## What this task involves
Pick out each line in the material below that contains the word "roof", matching case exactly, and copy those lines.

***

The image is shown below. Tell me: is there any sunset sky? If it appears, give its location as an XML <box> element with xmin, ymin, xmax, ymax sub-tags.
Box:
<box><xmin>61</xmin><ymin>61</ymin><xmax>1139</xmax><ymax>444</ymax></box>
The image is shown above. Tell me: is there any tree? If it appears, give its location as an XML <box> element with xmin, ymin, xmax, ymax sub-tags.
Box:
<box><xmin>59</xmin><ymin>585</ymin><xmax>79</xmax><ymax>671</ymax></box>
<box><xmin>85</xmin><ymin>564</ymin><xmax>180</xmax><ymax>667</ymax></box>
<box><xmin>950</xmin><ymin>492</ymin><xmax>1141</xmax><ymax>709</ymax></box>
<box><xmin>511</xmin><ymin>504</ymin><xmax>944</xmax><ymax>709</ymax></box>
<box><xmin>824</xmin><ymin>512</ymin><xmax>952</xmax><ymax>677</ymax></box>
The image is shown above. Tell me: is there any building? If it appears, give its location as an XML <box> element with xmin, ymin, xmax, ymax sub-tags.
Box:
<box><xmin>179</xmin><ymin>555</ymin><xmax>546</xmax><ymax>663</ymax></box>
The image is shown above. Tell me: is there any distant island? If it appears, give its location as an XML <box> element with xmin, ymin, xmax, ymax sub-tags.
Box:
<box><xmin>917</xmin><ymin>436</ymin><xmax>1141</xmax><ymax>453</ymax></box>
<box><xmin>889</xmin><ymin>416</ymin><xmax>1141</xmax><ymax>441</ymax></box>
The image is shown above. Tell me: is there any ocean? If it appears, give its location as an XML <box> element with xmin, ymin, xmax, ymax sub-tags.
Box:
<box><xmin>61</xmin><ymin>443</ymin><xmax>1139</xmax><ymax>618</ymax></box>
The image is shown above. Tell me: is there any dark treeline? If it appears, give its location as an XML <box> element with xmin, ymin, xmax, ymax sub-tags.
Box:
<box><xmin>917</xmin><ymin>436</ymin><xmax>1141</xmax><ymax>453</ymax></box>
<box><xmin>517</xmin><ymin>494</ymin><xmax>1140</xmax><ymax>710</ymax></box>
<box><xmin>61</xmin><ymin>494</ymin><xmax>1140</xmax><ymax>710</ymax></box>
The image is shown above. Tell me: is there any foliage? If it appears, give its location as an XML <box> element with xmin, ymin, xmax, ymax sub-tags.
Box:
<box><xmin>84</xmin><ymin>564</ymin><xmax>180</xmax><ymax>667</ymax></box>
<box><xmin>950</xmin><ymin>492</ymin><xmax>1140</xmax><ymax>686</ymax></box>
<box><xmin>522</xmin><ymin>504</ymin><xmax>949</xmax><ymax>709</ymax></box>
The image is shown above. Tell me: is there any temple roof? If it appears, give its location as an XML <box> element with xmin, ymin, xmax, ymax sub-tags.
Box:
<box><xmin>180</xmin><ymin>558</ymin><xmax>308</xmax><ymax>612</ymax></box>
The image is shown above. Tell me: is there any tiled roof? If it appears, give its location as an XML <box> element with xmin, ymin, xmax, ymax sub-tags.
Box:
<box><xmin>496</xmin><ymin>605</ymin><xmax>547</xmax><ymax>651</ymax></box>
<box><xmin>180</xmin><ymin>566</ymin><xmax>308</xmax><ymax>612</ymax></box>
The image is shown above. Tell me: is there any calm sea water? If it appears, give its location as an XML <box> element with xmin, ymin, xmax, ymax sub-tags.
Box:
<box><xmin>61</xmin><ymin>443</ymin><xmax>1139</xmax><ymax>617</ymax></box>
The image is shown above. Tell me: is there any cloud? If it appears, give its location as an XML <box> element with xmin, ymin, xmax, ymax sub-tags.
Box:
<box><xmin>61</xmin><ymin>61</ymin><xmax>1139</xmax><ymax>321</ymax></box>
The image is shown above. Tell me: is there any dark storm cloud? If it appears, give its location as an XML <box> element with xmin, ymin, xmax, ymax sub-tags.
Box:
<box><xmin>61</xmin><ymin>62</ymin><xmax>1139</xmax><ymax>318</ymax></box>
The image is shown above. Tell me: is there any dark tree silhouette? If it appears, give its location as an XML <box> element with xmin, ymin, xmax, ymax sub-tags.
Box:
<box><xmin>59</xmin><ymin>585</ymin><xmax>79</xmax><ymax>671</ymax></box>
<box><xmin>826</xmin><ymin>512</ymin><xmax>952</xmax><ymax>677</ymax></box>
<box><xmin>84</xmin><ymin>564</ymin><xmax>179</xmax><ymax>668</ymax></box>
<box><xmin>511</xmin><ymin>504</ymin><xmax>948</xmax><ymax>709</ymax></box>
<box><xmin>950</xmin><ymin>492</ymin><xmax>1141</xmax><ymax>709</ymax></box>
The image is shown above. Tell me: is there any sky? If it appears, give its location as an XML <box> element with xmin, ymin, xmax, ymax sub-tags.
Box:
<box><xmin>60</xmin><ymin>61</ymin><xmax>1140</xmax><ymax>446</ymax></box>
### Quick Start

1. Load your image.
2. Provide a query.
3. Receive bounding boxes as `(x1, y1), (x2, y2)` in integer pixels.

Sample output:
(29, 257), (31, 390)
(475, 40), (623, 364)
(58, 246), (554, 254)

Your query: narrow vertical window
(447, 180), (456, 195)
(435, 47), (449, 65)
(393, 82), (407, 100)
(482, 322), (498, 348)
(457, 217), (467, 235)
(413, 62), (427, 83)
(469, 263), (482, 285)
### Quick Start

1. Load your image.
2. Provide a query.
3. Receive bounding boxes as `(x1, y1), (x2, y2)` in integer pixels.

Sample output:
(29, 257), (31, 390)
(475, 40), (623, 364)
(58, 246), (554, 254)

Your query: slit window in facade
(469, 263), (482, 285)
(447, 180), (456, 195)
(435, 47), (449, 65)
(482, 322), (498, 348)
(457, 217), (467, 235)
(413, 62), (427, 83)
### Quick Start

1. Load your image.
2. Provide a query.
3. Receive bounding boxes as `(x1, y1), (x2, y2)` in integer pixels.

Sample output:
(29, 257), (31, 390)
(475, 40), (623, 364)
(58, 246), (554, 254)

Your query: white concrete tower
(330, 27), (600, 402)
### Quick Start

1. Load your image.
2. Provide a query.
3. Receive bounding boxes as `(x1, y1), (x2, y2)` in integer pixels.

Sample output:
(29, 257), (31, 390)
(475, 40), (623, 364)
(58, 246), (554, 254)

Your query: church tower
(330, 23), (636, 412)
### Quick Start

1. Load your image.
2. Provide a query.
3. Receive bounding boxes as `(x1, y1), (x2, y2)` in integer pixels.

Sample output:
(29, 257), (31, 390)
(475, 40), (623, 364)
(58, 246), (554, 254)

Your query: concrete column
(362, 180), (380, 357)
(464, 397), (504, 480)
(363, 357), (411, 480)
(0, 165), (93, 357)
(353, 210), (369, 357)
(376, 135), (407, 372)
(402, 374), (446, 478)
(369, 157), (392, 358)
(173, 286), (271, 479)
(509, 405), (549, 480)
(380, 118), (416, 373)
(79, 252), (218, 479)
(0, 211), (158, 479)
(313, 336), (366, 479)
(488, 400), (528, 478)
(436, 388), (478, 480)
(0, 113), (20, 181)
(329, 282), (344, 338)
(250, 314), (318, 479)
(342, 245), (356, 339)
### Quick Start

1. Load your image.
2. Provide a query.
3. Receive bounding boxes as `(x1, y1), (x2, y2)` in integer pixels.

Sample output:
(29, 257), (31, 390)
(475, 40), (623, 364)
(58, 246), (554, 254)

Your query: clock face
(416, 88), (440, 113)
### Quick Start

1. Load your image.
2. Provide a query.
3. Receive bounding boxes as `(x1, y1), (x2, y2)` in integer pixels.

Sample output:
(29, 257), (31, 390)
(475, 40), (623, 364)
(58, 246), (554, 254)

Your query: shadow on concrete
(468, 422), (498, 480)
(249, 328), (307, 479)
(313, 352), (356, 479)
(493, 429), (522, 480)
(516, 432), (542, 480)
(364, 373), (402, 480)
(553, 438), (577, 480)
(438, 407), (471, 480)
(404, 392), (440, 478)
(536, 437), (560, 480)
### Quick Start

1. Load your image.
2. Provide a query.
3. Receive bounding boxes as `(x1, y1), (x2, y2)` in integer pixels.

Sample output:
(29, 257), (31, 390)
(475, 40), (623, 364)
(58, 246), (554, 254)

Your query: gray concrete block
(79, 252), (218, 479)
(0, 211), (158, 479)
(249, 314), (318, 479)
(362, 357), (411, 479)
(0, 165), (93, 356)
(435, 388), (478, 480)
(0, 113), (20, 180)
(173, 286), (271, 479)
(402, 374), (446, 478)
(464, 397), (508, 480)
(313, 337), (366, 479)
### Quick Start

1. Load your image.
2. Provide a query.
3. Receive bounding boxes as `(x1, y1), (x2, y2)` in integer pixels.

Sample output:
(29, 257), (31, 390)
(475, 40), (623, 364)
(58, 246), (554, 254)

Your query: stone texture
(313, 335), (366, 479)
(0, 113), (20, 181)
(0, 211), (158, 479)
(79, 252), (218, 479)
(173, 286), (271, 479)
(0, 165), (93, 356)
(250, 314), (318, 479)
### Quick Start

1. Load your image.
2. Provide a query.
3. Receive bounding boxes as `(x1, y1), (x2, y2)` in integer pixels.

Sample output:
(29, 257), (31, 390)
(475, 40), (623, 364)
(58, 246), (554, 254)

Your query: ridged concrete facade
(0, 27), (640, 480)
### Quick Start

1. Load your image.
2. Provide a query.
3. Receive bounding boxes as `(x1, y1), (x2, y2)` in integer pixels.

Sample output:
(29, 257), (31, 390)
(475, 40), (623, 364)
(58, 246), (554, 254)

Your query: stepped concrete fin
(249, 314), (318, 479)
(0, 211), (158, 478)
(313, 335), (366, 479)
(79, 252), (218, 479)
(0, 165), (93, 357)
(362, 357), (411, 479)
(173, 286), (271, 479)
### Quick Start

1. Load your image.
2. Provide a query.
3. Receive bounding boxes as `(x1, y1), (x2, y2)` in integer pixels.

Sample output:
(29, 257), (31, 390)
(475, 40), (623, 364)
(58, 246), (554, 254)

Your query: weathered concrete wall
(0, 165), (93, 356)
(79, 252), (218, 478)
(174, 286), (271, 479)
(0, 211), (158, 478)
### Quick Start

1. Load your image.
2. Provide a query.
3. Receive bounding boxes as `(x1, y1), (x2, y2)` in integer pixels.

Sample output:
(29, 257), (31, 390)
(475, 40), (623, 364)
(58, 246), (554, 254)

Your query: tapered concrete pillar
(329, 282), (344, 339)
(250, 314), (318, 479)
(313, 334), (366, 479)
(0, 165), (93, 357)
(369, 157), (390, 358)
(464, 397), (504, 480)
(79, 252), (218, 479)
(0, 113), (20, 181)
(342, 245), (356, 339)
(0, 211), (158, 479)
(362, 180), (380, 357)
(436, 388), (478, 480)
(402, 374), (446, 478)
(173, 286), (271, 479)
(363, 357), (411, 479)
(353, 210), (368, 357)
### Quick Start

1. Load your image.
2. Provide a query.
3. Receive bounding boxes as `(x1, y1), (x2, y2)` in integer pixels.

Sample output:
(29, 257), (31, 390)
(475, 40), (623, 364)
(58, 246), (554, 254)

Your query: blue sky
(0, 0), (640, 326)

***

## Solution below
The image is shown above. Tell me: is there any temple roof? If it appears, give its location as an XML <box> element with xmin, ymin, xmax, ymax sub-tags.
The image is shown above. Tell me: is there any tiled roof? If it appears, give its location as an XML <box> element with xmin, ymin, xmax, ymax sub-tags.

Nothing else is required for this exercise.